### [Actions to take]
1. According to the blog post below on supporting a family when a child dies, why should the phrase "at least" be avoided with a grieving family? Answer in one to three sentences.
2. List every "at least" phrase that the blog post below on supporting a family when a child dies quotes as an example.
3. Extend the blog post below on supporting a family when a child dies, picking up after its last sentence.

### [Document extract]
.....

Saturday, February 12, 2011

Supporting a family when a child dies

Roger and I attended a beautiful memorial reception today for another brave cancer warrior.  Little Lois lost the battle with Leukemia.  She was a little over three years of age. 

I realized that this was the first memorial that I attended for another child since Charlotte died last year.  The event was positive, bright, filled with children, and filled with smiles.  I hope that it was all Lois's family wanted it to be. 

At times like this, I am reminded of how difficult it can be to support those who are grieving.  When a child dies, there are many who are caught in the wake of loss.  It is hard to know what to say, how to say it, or whether to say anything at all. 

Are there rules? Well, yes and no.  Since each person grieves in their own way, I am not sure if there is always a right or wrong answer to some questions.  That being said, my experience has caused me to realize that there are some phrases that jar a grieving parent like fingernails on a chalkboard.  If you are supporting someone who is grieving, here's some food for thought:

Ban the phrase "at least" from your vocabulary.  In the midst of acute grief, there is no bright side to things.  This is a time to allow the family their sadness.  At least she didn't suffer or At least you have other children or At least you can still have children.  NOT HELPFUL.  At the moment, life sucks.  in fact, it's going to suck for a while. It's ok to acknowledge it.

.....

Data extracted from a collection
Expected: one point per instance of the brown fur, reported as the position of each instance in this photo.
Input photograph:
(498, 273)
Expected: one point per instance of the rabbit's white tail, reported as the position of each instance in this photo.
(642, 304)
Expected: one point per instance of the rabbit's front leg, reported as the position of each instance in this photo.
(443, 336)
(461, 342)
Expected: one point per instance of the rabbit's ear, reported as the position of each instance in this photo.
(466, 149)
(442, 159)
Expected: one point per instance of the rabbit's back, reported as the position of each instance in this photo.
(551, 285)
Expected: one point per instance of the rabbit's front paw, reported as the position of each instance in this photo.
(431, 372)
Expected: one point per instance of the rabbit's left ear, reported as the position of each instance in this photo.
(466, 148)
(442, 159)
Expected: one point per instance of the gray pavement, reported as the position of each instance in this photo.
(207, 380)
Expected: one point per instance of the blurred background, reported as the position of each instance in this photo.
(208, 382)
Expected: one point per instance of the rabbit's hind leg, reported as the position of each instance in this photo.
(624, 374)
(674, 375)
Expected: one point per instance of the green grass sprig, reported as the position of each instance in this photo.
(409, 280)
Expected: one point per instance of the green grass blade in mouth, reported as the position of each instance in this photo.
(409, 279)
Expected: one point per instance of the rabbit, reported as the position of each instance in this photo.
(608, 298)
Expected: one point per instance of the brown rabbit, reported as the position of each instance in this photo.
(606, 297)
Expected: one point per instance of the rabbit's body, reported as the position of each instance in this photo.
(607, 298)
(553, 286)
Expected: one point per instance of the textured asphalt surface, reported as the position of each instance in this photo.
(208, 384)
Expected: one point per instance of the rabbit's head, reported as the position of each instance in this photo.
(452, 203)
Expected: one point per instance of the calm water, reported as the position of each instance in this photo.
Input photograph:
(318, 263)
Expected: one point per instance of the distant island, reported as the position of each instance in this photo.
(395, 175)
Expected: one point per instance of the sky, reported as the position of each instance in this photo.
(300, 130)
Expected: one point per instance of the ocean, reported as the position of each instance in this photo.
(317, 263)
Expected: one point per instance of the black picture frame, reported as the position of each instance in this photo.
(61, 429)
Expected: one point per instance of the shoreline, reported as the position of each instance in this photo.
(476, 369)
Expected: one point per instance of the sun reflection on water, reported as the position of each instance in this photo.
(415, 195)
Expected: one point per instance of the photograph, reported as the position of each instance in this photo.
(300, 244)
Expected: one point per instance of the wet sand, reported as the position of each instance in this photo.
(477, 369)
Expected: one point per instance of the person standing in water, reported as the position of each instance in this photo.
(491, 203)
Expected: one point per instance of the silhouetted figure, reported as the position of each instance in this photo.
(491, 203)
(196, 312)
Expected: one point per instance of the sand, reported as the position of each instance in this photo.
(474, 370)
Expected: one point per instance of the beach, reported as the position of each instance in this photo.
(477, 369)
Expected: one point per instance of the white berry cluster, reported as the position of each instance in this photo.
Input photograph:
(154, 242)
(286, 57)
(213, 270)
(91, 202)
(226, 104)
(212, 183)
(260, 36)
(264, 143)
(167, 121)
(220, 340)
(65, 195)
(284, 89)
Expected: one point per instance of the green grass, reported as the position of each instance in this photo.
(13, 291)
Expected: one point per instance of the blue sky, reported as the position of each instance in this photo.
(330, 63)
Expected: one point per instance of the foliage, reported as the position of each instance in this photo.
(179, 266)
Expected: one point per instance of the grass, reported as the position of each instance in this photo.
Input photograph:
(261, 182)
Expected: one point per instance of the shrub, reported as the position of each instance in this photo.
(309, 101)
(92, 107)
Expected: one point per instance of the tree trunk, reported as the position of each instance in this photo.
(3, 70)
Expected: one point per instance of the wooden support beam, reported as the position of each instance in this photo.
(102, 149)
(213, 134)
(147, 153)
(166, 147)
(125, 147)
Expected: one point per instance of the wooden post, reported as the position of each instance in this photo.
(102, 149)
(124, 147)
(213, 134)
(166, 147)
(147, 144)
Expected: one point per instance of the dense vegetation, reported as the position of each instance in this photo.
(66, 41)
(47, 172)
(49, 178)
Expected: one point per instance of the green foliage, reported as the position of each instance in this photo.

.....

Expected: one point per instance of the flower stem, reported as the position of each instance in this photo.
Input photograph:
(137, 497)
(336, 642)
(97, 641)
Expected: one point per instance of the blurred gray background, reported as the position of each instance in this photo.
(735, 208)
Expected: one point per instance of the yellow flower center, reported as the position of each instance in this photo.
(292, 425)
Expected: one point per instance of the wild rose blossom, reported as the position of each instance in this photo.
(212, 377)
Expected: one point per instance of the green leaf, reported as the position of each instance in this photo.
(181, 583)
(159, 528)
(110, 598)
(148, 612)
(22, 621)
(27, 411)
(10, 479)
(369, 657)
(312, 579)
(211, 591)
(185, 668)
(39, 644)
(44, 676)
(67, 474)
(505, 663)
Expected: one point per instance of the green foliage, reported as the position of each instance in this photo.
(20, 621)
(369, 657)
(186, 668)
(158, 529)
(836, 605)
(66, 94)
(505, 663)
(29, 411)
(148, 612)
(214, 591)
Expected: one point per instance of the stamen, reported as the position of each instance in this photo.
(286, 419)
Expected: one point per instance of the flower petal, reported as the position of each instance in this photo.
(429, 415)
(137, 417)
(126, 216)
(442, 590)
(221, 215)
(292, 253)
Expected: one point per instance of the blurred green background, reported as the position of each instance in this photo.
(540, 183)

.....

### [Replies]
1. During acute grief there is no bright side to things, so "at least" remarks don't help. The post says this is a time to let the family have their sadness and to acknowledge that life is hard right now.

2.
- At least she didn't suffer
- At least you have other children
- At least you can still have children

3.
Be cautious in your use of religious metaphors or talk of heaven.  This is probably very individual, but please remember that not everyone shares the same beliefs in life, death, heaven, or an afterlife.  Some parents take serious offense to the idea of their child as "an angel in heaven" because that is not how they imagine them to be after death.  Further, the phrase know that she is in a better place is particularly bothersome.  In my mind, there is no better place for Charlotte to be than with me.  Here on Earth.  It is not necessarily comforting (even if I believe in heaven and the afterlife) to think that she is somewhere else.  In fact, sometimes the use of that phrase is extremely painful to the person who is grieving. 

Don't ask about their plans (or lack thereof) to have more children. If this information is not offered by the parent directly, it's not up for discussion. You may wonder how they feel but for most parents, it's a difficult and possibly painful topic.  This is true whether the child's loss was one week ago or three years ago.  Know that if you ask this question, you are treading on dangerous ground.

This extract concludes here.